┌─ Given information

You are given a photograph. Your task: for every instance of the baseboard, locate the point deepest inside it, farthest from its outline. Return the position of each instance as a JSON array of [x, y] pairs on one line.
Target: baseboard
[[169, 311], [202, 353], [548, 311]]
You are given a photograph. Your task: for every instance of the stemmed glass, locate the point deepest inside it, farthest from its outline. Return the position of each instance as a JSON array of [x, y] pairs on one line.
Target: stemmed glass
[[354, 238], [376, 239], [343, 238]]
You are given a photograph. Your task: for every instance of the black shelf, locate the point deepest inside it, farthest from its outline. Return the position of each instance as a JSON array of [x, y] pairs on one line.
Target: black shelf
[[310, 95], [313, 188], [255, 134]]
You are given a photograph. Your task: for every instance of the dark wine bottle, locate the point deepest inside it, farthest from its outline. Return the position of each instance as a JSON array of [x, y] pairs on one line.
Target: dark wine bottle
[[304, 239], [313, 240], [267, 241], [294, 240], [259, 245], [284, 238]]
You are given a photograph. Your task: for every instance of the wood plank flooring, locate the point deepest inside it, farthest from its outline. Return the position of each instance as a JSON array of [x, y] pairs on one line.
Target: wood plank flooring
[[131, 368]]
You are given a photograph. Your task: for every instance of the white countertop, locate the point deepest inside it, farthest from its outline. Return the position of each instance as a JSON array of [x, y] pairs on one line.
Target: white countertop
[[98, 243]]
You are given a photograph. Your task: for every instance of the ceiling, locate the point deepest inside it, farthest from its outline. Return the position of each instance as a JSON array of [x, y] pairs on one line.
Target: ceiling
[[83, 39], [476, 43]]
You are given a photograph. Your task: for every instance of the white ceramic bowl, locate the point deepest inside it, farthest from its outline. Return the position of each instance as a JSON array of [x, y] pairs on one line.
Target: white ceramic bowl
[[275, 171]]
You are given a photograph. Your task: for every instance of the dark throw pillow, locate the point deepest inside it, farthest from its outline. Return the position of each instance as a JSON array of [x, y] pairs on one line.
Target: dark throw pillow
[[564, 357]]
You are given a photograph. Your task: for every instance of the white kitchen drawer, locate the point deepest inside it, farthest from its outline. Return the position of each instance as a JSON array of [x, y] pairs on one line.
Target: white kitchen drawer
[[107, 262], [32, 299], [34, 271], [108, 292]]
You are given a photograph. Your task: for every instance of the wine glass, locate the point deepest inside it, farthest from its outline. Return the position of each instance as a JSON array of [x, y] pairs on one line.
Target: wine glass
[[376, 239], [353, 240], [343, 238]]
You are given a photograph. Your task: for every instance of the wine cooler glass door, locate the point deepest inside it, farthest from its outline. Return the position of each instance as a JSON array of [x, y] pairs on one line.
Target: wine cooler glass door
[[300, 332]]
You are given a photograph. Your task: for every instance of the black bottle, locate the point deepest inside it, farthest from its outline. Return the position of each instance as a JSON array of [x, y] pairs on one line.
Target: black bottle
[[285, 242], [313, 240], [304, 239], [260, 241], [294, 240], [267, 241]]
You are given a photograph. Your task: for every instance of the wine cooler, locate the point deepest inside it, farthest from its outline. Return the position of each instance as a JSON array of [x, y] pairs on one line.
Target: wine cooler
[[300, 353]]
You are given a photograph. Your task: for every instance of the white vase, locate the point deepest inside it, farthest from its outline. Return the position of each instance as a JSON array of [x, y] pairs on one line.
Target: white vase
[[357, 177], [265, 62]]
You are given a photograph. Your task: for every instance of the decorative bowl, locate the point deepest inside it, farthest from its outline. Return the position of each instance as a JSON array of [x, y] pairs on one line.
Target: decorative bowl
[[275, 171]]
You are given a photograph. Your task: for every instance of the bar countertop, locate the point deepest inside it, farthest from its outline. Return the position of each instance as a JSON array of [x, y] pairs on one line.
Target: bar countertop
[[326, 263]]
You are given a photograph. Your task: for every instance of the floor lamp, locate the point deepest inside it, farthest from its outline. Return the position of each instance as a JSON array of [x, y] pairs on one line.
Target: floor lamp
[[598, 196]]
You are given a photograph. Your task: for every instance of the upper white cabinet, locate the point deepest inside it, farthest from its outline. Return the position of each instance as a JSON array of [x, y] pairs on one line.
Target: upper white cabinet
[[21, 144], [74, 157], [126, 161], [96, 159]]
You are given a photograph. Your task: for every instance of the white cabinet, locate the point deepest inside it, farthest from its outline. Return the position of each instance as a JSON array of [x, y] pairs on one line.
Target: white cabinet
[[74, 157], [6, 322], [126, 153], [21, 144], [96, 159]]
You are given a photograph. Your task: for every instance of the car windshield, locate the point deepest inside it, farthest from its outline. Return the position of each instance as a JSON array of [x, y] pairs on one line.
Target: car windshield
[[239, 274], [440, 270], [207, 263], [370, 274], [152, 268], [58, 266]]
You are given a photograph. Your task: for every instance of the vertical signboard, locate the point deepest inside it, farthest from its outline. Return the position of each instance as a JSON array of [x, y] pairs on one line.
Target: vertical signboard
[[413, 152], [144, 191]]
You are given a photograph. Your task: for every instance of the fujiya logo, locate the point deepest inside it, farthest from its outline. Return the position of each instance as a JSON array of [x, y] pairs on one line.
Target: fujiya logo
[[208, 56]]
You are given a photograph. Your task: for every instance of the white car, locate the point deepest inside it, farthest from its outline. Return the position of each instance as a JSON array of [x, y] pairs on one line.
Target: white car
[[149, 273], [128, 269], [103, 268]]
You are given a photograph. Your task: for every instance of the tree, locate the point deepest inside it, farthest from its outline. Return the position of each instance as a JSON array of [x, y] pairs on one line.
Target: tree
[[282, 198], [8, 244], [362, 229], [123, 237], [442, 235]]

└─

Change "deepest" to "innermost" in the material from the line with "of the floor" to the line with "268], [58, 266]]", keeping all else as it is. Return only those lines.

Worked answer:
You are given a photograph. Your task: for every instance of the floor lamp, locate the point innermost inside it, farthest from its outline. Return the position of each instance as a JSON array of [x, y] pairs on one line.
Target: floor lamp
[[598, 196]]
You are given a photograph. Your task: for every instance of the upper white cabinet, locate the point innermost inside it, farthest from its outline. Return the position of each instance as a JSON array of [x, y] pairs on one line.
Target: upper white cabinet
[[21, 144], [74, 157], [126, 161], [96, 159]]
You are given a photograph. Your task: for every instance of the white cabinet, locate the point innermost inside it, farthest from its outline. Return the position of each instance as a JSON array of [x, y] pairs on one line.
Target: white cabinet
[[74, 157], [6, 322], [126, 153], [21, 144], [96, 159]]
You are given a photograph. Your task: for every instance of the car windshield, locate the point innermost inside it, farthest from its outline. Return the position of each instance as a JSON array of [x, y] pairs on one line.
Target: car windshield
[[239, 274], [440, 270], [207, 263], [370, 274], [152, 268], [58, 266]]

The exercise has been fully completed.